**Document segment**
────────
Say No to the Communist Olympics

Now that the Winter Olympics of Turin (or Torino) have ended, the eyes of Olympic watchers are turning to the next Olympic host city, which for now is still Beijing, the capital of Communist China. Not content with the Hitler Olympics of 1936 and the Brezhnev Games of 1980, the International Olympic Committee chose to fete a dangerous, anti-freedom, and murderous dictatorship yet again. However, we can still show our determination not to let freedom be slighted by either the IOC or the Chinese Communist Party. The democratic world can demand that the 2008 Games be moved, and that if they are not moved we (the U.S., Canada, and the rest of the democratic world) should not let our athletes step foot in Communist China for the Games, but instead will conduct an alternate sporting event on our own.

Why am I raising the issue now? For starters, it would take time to move the Olympics, or to establish the alternate event. An alternate city must be chosen and made ready in either scenario. Additionally, the Communists will soon begin a two-year propaganda warm-up for the Beijing Olympiad, so it would be best to make the case against it sooner rather than later.

The reasons for moving or boycotting the Games are clear. No regime has more blood on its hand than the Chinese Communist Party. It has murdered over 60 million people in just over a half-century. Moreover, its murderous ways (contrary to popular belief) have not let up one iota, as shown in the persecution of Falun Gong and the Hanyuan County massacre.
────────
**Information supplied**
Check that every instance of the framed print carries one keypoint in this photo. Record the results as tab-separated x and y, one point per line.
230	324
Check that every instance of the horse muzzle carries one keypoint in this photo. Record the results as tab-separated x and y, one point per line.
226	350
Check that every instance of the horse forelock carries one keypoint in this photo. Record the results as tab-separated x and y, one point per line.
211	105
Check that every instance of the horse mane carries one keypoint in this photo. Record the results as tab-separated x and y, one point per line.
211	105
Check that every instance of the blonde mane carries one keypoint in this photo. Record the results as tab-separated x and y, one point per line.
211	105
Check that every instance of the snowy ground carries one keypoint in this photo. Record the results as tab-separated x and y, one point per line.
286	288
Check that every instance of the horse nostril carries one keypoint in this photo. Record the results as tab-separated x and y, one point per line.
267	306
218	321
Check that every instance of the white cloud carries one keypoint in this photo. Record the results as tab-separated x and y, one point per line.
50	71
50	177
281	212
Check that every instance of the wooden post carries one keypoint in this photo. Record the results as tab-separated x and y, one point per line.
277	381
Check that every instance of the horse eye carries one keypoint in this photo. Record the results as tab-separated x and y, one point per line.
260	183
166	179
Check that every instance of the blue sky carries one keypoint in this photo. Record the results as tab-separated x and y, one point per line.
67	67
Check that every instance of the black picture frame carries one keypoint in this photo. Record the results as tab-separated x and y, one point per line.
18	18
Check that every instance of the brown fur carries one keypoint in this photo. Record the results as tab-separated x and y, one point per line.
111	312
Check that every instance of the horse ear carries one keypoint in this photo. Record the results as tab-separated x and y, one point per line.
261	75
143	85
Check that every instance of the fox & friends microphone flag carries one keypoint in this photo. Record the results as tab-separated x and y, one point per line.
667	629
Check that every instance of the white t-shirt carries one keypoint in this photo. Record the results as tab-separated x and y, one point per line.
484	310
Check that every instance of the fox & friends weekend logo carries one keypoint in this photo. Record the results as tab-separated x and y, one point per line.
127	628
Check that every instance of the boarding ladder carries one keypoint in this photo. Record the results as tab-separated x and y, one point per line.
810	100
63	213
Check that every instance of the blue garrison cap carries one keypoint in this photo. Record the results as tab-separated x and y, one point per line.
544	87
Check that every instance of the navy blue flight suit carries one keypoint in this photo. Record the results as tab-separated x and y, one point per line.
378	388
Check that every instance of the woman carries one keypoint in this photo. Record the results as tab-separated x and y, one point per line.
────────
**Tasks**
1. Write out the Beijing Olympics essay from "Now that the" up to and including "on our own.".
2. Extend the essay urging a move or boycott of the 2008 Beijing Olympics, picking up after its last sentence.

**Outputs**
1.
Now that the Winter Olympics of Turin (or Torino) have ended, the eyes of Olympic watchers are turning to the next Olympic host city, which for now is still Beijing, the capital of Communist China. Not content with the Hitler Olympics of 1936 and the Brezhnev Games of 1980, the International Olympic Committee chose to fete a dangerous, anti-freedom, and murderous dictatorship yet again. However, we can still show our determination not to let freedom be slighted by either the IOC or the Chinese Communist Party. The democratic world can demand that the 2008 Games be moved, and that if they are not moved we (the U.S., Canada, and the rest of the democratic world) should not let our athletes step foot in Communist China for the Games, but instead will conduct an alternate sporting event on our own.

2.
Additionally, Communist China is a menace to the democratic world. The regime is the largest benefactor of terrorism on earth. To this day, it has propped up the Stalinist regime of Kim Jong-il, who has himself starved millions to death in northern Korea. Just recently, the regime granted itself permission to conquer the island democracy of Taiwan, and recent reports reveal that the Communists will do just that by 2012 at the latest. The fact that the upcoming Olympics are a critical part of the pre-war propaganda campaign should be reason enough to move the Games .

Of course, not everyone is looking to move or boycott the games. In part, this is due to historical amnesia on the Berlin Games of 1936. While in America that Olympiad is best known for Jesse Owens four gold medals, in Europe it was seen as a Nazi organizational triumph and geopolitical bonanza. Moscow was headed for the same glory with the 1980 Olympics until President Carter pulled the U.S. out of those Games (easily one of the most admirable acts of his entire political career).

Another fallacy used to defend the Communist Olympiad is the theory that the 1988 Olympic games somehow pushed South Korea toward democracy. Nothing could be further from the truth. The protests against the South Korean regime took place in 1987, not 1988. The pressure to democratize came not from the prospect of the 1988 Games, but from the Reagan Administration and the South Korean regime’s hand-picked choice for President, who adopted the democratic reforms of the opposition as his own platform and threatened to refuse the Presidency if said reforms weren't enacted. The grateful people of South Korea elected him President, democratically, six months before the Olympics even began.

No such circumstances exist in Communist China. The Communists do not rely on the U.S. for its protection (as South Korea did), but in fact see America as an enemy. The cadres are focused exclusively on justifying their regime’s survival to an increasingly restive people. The proper historical model is not Seoul, but the aforementioned Moscow or Berlin.

There is still time for the democratic world to take a stand for freedom. Both of Beijing's major competitors for the 2008 Games (Toronto and Paris) missed out on 2012. Either could serve as an alternate site; while Canada may be skittish about this, given the 2010 Winter Olympics in Vancouver, France might be willing to step forward once Jacques Chirac’s successor is elected next year.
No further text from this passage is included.